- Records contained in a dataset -

○ ○ ○ ○ ○

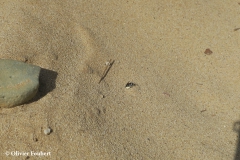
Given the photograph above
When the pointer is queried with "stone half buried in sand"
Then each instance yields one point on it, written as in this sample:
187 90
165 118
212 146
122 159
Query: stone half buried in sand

○ ○ ○ ○ ○

Reproduce all of the records above verbatim, omitting the pictures.

Given the photograph above
When the pointer is queried with "stone half buried in sand"
Then each instance yields one point on it, written as in this sample:
187 90
165 118
212 146
122 159
Query: stone half buried in sand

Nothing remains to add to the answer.